Task goal. Pick out every line in the records below that contains the word "black", treating uppercase and lowercase as different, and copy each one.

-- Supplied records start --

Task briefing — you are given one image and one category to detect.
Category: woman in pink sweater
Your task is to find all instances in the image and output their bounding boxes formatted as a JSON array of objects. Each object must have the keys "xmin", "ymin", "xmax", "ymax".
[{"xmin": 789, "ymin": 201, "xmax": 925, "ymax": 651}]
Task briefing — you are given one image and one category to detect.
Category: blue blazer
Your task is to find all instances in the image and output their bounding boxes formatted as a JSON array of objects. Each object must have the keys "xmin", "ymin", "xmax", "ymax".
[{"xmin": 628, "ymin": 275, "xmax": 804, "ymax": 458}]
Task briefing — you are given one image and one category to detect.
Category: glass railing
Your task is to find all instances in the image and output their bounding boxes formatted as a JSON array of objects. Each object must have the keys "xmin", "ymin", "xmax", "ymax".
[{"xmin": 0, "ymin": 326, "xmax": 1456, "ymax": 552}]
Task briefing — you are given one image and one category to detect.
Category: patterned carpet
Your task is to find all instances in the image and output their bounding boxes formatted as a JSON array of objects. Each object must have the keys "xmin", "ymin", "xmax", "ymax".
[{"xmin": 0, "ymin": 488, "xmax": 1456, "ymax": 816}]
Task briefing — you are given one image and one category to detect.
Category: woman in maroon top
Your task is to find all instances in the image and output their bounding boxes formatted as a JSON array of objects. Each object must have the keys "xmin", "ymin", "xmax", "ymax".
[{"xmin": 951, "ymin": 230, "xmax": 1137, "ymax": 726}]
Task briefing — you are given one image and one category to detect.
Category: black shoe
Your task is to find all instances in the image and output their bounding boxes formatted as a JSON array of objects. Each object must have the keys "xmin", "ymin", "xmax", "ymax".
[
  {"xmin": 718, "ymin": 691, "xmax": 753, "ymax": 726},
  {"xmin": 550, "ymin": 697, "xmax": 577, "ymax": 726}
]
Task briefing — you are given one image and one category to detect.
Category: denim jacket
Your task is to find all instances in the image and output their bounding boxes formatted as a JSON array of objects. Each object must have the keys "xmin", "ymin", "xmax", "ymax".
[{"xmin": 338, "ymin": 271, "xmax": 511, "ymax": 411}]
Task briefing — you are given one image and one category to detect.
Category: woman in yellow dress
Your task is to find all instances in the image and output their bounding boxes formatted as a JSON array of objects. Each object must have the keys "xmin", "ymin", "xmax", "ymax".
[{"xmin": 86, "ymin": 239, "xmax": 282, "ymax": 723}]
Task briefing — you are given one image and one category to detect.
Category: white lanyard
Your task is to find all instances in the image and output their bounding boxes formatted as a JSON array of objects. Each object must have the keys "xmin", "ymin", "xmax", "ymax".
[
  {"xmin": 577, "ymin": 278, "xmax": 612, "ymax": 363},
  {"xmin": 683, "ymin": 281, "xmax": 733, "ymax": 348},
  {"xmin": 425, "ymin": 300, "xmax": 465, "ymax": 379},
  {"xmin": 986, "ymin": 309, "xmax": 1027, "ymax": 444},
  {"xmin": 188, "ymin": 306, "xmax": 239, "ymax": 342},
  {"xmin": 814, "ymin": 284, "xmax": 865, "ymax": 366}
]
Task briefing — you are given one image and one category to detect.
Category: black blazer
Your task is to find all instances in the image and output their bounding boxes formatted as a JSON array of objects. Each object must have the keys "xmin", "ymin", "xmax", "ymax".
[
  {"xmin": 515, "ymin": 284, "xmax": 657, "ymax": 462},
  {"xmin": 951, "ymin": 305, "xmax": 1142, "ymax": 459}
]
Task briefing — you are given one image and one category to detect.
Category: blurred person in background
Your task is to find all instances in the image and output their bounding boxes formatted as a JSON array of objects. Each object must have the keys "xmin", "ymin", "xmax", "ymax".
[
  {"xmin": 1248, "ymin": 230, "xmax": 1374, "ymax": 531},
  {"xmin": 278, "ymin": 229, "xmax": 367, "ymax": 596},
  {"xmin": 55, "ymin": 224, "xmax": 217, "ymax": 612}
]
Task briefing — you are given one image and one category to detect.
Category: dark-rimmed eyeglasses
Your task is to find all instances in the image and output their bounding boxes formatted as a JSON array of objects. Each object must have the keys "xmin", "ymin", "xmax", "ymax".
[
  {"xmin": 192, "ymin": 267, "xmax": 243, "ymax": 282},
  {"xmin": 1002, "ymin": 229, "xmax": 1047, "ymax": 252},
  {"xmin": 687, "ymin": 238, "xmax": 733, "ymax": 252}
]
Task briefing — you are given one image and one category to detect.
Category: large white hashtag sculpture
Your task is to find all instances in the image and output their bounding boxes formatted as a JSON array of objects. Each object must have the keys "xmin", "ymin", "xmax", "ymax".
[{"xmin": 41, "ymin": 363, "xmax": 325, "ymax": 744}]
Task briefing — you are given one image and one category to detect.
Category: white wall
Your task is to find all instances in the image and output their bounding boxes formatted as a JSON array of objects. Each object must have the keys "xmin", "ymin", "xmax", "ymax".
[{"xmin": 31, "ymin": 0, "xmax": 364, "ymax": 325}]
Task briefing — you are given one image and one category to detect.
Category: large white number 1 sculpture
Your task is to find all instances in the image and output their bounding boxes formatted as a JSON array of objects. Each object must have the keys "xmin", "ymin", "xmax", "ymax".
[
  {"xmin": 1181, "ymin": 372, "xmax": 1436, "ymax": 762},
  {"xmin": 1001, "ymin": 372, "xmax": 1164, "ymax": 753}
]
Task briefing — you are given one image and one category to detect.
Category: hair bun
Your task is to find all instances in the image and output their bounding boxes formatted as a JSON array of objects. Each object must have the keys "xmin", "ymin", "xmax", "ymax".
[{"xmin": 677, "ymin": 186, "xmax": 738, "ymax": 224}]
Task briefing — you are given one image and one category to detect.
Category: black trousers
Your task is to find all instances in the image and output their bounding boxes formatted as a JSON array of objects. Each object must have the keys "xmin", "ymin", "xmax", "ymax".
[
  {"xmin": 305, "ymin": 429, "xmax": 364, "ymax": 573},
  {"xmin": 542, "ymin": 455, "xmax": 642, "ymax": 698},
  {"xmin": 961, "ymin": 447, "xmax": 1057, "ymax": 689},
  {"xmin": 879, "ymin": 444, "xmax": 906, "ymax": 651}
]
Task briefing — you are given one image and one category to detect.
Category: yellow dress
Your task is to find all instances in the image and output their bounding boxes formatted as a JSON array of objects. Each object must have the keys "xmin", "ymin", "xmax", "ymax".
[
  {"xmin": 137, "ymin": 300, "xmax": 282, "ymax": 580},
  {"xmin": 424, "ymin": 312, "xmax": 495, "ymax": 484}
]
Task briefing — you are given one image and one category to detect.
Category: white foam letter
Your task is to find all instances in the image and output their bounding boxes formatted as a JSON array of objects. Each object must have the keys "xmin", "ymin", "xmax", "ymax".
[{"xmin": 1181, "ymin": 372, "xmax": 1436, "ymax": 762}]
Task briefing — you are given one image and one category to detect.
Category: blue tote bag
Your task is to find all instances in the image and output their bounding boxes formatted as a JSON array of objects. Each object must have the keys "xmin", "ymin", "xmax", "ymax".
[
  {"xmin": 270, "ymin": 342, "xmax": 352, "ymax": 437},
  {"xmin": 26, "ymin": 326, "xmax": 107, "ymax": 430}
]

-- Supplied records end --

Solution to this problem.
Category: black shoe
Category: black blazer
Category: black trousers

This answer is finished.